Work to do:
A – How many locals in Copenhagen use their bike every day, according to the Copenhagen transport text?
B – Revise the part of the Copenhagen transport text starting at "Prices range 11-16" and ending at "the shortest route." so that "flag-fall charge" becomes "starting fee".

Document:

◇ ◇ ◇ ◇

An option you may want to consider is a Freedom ticket which for 220 Kr gives unlimited transportation for two days on both all the DFDS Canal Tour boats, as well as the double-decker sightseeing buses of Copenhagen City Sightseeing.
The fastest and most flexible way of seeing Copenhagen is on a bike. Forty percent of locals use their bike everyday and the city has been designed to cater for cyclists with separate bicycle lanes on most larger roads. Cyclists are often allowed to ride both ways in one-way streets. Be careful if you are not used to biking in a busy city as this is a common means of daily transportation and the locals drive fast and without room for much leeway. Don't expect to get a warning when someone wants to overtake you. Always keep to the right and look behind you before you overtake someone — otherwise you could cause some nasty accidents.
As the city bikes can be a bit expensive, renting a bike is a good alternative and many hotels or bike shops rent out bikes. Companies that rent out bikes include Rent a Bike in Copenhagen, Baisikeli or Rent a Bike Copenhagen among many other bike repair shops.
The first, rather basic and inconvenient pioneering city bikes have just - as of early summer 2014 - been replaced by a second and advanced generation of white city bikes, with GPS and supplementary electronic power engine . They cost DKK 25 per hour and are not very numerous yet. Official parking stations for these new city bikes can be found at the Rådhuspladsen/Town Hall Square, by the Forum metro station, by the Frederiksberg Have entrance at Frederiksberg Runddel, etc. etc.
Prices range 11-16 Kr per kilometre depending on the time of day and the meter flag-fall charge is 25 Kr. Generally you can trust taxis with both prices and the route taken. Because of the high flag-fall charge, it can be better financially for taxi drivers to have many trips rather than long trips, so it is therefore often in their own interest to take the shortest route.

◇ ◇ ◇ ◇

Supplied data:
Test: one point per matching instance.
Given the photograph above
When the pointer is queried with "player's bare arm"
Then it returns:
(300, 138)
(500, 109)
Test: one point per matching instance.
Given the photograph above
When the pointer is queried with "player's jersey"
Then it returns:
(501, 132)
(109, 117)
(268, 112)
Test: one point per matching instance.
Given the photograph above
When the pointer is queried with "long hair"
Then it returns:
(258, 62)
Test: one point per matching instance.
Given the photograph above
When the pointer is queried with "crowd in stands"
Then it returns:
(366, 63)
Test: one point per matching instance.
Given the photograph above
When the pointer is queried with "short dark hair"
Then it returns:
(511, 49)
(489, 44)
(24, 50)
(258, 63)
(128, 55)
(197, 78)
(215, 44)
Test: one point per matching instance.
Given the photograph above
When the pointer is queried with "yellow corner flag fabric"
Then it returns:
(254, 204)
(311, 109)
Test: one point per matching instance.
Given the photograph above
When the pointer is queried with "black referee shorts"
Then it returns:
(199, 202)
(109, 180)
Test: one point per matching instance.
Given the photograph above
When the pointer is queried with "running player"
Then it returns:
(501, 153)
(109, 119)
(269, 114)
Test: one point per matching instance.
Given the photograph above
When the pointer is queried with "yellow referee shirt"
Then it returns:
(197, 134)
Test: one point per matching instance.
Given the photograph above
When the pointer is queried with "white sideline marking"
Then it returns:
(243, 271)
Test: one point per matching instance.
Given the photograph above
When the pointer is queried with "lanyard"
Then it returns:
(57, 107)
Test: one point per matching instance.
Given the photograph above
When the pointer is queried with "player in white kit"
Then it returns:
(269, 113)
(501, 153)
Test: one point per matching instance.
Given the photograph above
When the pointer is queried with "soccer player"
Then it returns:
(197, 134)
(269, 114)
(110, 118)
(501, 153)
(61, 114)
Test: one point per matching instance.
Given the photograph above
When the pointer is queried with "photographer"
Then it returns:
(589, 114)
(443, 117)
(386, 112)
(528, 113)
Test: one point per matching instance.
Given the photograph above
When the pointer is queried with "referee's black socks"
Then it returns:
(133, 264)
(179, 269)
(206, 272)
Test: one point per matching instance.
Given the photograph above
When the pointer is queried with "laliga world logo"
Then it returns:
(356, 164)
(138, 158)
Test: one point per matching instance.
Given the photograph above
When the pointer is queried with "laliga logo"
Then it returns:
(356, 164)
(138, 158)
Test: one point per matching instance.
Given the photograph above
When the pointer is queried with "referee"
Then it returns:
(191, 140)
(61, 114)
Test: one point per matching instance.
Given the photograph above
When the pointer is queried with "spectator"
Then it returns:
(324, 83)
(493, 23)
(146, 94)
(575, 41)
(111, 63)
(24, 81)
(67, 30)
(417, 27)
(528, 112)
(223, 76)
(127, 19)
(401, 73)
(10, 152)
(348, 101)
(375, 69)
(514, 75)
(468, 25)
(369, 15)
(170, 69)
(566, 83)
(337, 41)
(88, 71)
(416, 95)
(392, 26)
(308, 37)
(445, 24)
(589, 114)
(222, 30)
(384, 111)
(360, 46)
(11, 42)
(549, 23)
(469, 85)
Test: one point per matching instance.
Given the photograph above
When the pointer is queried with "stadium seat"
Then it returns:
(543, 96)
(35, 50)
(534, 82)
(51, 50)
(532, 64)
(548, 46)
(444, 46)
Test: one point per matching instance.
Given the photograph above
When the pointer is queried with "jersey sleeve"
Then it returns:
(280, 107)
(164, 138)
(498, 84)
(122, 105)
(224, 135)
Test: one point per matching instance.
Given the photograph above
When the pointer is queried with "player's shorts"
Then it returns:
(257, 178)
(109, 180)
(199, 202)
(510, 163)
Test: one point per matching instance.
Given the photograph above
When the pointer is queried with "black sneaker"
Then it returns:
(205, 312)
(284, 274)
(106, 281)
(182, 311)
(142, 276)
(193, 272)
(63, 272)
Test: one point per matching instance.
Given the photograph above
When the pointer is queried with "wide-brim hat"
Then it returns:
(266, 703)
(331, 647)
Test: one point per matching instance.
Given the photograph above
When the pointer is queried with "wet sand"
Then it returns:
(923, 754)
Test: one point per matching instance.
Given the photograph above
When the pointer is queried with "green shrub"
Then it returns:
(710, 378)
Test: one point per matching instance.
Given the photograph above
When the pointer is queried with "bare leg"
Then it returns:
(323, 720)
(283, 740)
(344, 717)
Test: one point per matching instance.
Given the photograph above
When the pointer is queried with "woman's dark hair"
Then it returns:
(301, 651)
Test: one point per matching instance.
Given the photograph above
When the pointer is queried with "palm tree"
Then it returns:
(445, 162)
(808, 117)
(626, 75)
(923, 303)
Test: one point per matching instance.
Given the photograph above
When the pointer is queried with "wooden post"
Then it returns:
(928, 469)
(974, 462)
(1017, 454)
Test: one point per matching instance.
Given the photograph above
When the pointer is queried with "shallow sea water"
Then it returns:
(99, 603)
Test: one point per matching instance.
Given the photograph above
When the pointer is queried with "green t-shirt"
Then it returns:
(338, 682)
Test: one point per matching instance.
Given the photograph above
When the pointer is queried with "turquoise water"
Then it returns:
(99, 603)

◇ ◇ ◇ ◇

Completed exercise:
A – Forty percent of locals use their bike every day.

B –
Prices range 11-16 Kr per kilometre depending on the time of day and the meter starting fee is 25 Kr. Generally you can trust taxis with both prices and the route taken. Because of the high starting fee, it can be better financially for taxi drivers to have many trips rather than long trips, so it is therefore often in their own interest to take the shortest route.